To be done >>
Reproduce all of the records below word for word, and leave the pictures out of your answer.

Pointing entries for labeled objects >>
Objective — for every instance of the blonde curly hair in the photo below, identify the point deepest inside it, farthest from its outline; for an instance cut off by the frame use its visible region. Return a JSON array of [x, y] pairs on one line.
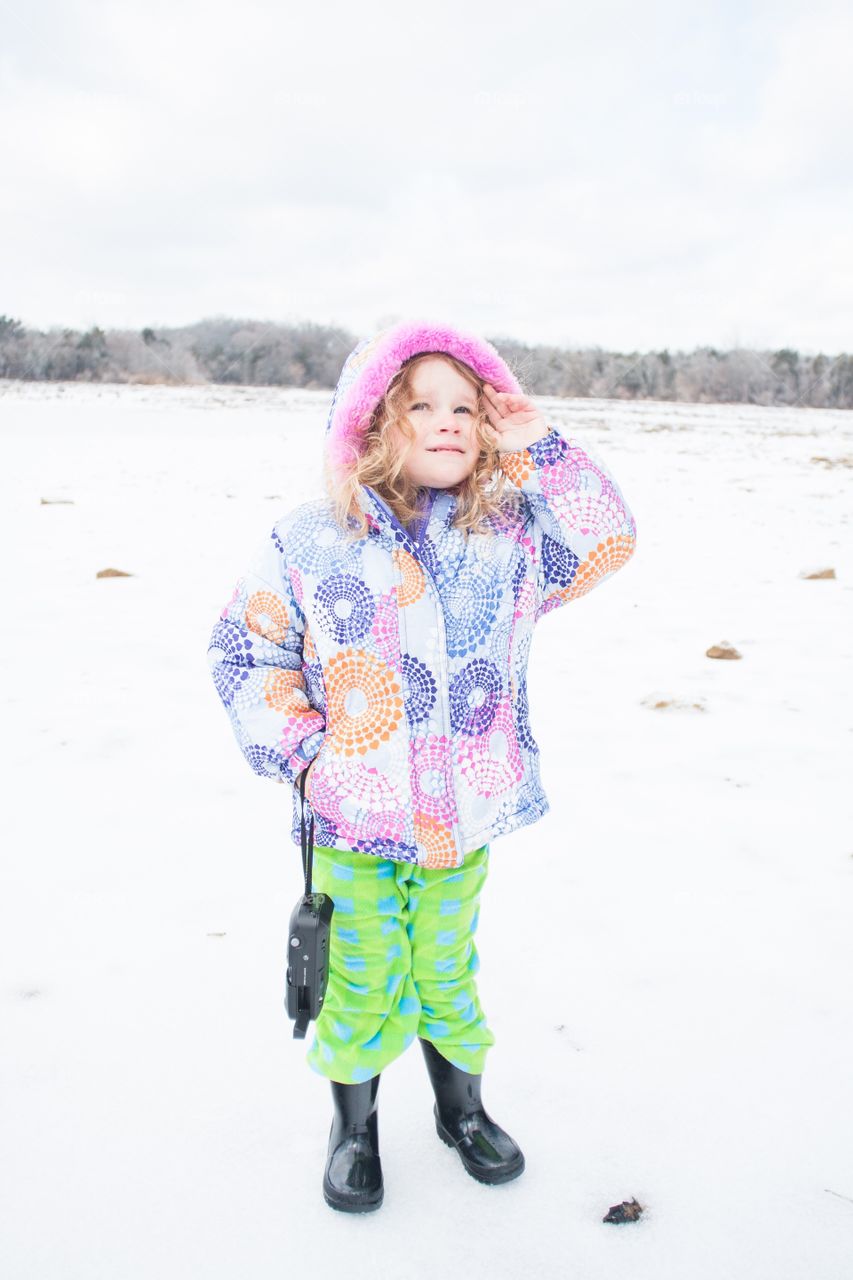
[[483, 497]]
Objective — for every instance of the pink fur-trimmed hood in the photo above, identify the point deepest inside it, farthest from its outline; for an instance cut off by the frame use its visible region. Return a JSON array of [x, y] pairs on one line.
[[370, 366]]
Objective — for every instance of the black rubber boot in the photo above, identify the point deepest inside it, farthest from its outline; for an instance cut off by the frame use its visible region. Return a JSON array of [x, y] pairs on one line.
[[461, 1121], [352, 1178]]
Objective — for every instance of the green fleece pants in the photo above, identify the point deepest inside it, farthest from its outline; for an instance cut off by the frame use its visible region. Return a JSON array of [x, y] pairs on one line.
[[402, 963]]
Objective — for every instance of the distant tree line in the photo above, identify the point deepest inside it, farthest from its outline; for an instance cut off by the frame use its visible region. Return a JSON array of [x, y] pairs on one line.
[[250, 352]]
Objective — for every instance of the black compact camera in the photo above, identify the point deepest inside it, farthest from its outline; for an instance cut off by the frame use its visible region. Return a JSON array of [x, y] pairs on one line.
[[308, 941], [308, 959]]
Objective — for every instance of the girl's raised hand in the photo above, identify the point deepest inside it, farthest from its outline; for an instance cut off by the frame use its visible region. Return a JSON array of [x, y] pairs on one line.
[[514, 419]]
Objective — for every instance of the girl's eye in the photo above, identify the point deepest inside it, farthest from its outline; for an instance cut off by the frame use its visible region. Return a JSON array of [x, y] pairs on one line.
[[424, 405]]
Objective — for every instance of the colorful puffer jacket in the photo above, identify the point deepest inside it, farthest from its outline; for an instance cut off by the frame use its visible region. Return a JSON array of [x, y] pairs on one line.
[[398, 661]]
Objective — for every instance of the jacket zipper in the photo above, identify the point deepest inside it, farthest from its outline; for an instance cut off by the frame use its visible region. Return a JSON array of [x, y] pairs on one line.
[[445, 682]]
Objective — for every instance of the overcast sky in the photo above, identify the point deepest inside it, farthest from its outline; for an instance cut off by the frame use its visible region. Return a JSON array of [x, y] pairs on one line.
[[630, 176]]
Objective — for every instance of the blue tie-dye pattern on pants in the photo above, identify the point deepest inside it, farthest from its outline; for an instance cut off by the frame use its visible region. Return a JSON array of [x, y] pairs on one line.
[[407, 932]]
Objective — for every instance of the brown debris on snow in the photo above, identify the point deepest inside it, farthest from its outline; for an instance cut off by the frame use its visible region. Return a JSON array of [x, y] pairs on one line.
[[628, 1211], [723, 650]]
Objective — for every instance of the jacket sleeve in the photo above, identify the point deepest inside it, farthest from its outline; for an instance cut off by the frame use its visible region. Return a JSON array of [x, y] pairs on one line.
[[256, 656], [579, 529]]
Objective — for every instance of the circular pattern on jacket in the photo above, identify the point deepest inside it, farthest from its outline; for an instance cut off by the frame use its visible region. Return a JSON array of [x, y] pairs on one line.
[[521, 716], [429, 767], [314, 685], [419, 688], [264, 760], [492, 762], [364, 700], [559, 562], [471, 602], [345, 607], [360, 801], [500, 643], [267, 616], [386, 629], [229, 654], [474, 694], [316, 544], [413, 584]]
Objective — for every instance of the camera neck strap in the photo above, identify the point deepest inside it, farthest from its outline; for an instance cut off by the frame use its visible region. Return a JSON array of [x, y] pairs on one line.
[[308, 836]]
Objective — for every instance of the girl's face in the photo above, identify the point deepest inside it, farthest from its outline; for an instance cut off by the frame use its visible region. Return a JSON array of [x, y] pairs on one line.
[[442, 411]]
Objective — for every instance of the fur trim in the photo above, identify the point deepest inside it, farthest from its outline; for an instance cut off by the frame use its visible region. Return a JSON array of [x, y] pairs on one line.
[[370, 366]]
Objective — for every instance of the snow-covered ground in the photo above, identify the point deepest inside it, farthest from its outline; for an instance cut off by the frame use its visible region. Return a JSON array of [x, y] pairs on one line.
[[666, 956]]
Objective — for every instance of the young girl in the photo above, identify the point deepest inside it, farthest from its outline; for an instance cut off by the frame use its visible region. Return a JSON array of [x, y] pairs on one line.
[[378, 644]]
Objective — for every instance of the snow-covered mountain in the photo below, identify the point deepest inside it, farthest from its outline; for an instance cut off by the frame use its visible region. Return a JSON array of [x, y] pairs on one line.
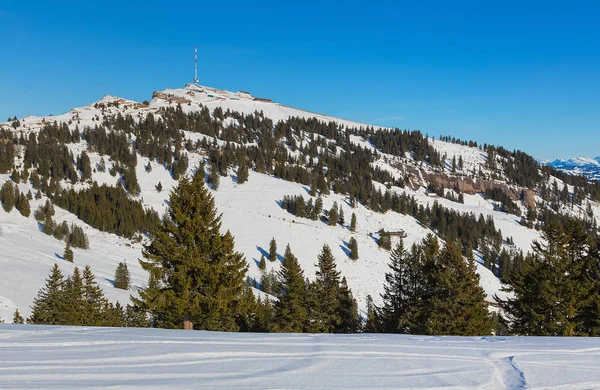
[[252, 211], [589, 167]]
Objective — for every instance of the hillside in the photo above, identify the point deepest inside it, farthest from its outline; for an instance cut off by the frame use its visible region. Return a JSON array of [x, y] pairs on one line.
[[81, 358], [395, 180]]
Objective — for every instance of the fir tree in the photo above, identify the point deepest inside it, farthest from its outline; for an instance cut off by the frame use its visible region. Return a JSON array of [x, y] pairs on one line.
[[18, 318], [200, 276], [353, 247], [457, 304], [290, 309], [327, 290], [48, 306], [348, 311], [68, 253], [122, 277], [397, 292], [353, 223], [273, 250]]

Written answer >>
Objective — for every instance of the blonde curly hair in the photo below, identify the point deepest inside it, farthest from its outline; for an instance cut off by the frame use its visible region. Return a JSON array of [x, y] pairs on one line.
[[483, 497]]
Objective — for every instance of the pink fur-trimmed hood in the photo above, identify the point deepest inside it, farthest from its outline; for an instance cut off by the frame use its visible region. Return a JSON array of [x, y] pairs on one line.
[[370, 366]]
Objective — for every instance of the black rubber boot in the photo above, identify the point deepest inside it, farthest from its outline; for an instance cut off by the frame use its visible region. Return a JSON array of [x, y] pairs on one line.
[[461, 1121], [352, 1178]]
Objective — for every instance of the green fleece pants in the photo above, identify the point deepest inside it, farthest from its outline; for an instance cut off by the frame use its visible region. Return a JSON array of [x, y] pairs on one line.
[[402, 963]]
Objective — for every instance of the distant tree line in the photo above, identify the point deepest inside it, farthest from its outline; for an instance cut off by the frame use its visible region. Return a JSON array of [x, y] pairs on one line.
[[250, 352]]
Objective — for every instance of the black compact camera in the photo above, identify the point deepest inside it, farthest from its outline; for an instance cut off by the frame use its visible region. Return a JSON array of [x, y] pairs on one line.
[[308, 941], [308, 959]]
Objective — for every instance of the girl's raised hand in the photo above, identify the point deepest inside it, farthest from its outline; for an instance cut off by the frame use its visible region. Return a JSON array of [x, y] pairs on one line.
[[514, 419]]
Objective — for every instance of the girl's eye in the photo above, identify the point deepest inside it, farthest from its outline; for an instance cut off by the frame use its visible region. Return a JSON array of [x, y] pairs on one line.
[[424, 405]]
Objective — for every instance of the colorful puffer jacket in the photo above, identify the point deepest inside it, farthest from its outline; for an instance cut off by the frame use its visible region. Return a JSON array of [x, y] pairs on one line.
[[398, 661]]
Objective — for every instance of the jacket zipper in the photo above, identify the point deepest inside it, farthest from its outline; for an instance cut off by the frame use its visible region. Return a JSON array of [x, y] pairs on one line.
[[445, 682]]
Objective — for every instance of the overcast sky in the photo above, identify the point deepest inside it, farthest from its outline; for an instance cut off by the frame use its visible region. Return a JSON array of [x, y] pairs on one line.
[[630, 176]]
Objective — for every instance of the blue tie-dye pattern on pants in the photo above, identify the point deepest inside it, farthest from its outline; for an instance cut off by the frame use its visible region. Return a JSON array of [x, y] pairs on one line.
[[407, 932]]
Objective — for every instance of the brown debris on snow in the photo above, identify the point deepest inside it, farthest from its outline; for an instance cut off by the frame use its visible region. Return a JSON array of [x, y] pairs on one line.
[[628, 1211], [723, 650]]
Objective — for every instance of the jacket sleeve in the photo above, identify the point deepest inside it, farthest from its outline; for an instance cut off by the frame use its visible region. Return a JSON array of [x, y] pairs on one line.
[[256, 656], [579, 529]]
Objective — for every instance of the circular pattern on jacket in the photo above, identify the point deepest inside it, farthest from its outline; for an instance cut off by the frame use its visible region. Return a JSON array of [x, y] pairs on one line.
[[521, 716], [429, 767], [314, 685], [419, 688], [264, 760], [492, 762], [364, 700], [559, 562], [471, 602], [345, 607], [360, 801], [500, 643], [267, 616], [386, 629], [229, 654], [474, 694], [316, 544], [413, 584]]
Objective — for every instance of the camera neck strap in the photo above, identify the point deepest inside it, farthest from its outline; for an instance cut off by the frame use its visible region. Return a JSON array of [x, y] pairs on one line.
[[308, 836]]
Objective — for every instance of the girl's face in the photo above, identify the point deepest inside it, farthest from its outline; for an instance cut off by the frame use its visible region. Return a JSON array of [x, y] pairs on one line.
[[442, 411]]
Objective — for every instance of the fur trim in the photo above, identify the point deepest inside it, farthest from its outline; for an instance cut off by the frame use its visible region. Return a JSON array of [x, y] pairs on one line.
[[370, 366]]
Objective — for every instance of the snow-covered ground in the photo above, identify the point deepest inside it, farthest from its outline; for an instance cut off by the frame use its visible region. Return a JSON array of [x, y] pairs on one line.
[[666, 956]]
Objective — for every instance of the young girl in the photo above, identify the point deepest inside it, farthest from its outline; for an instance cut off by the frame use its visible region. Return a JSON array of [x, y] pairs on one line.
[[378, 644]]
Objective — for every instance of the snow-covered mountain in the photo below, identify the point deepest inside it, farthest from its outline; for an instance cut off by the frame use its visible region. Return a JSON array of [x, y] pairs on one line.
[[252, 211], [589, 167]]
Objective — for every instance of the hillside in the photo above, identify the point deepest inside it, farthest from its outline; for an instance cut off by the frame use its visible region. Return a JSON array of [x, y] pairs on one line.
[[81, 358], [395, 180]]
Objective — for every instance of the fir tree in the photo above, identify the point deepest inside it, farthest from its outline; for an instance cut off by the frame use its visible region. Return a JSON array of [x, y] pairs on one line.
[[18, 318], [200, 276], [353, 247], [457, 304], [290, 309], [327, 290], [48, 306], [348, 311], [68, 253], [122, 277], [397, 292], [353, 223], [273, 250]]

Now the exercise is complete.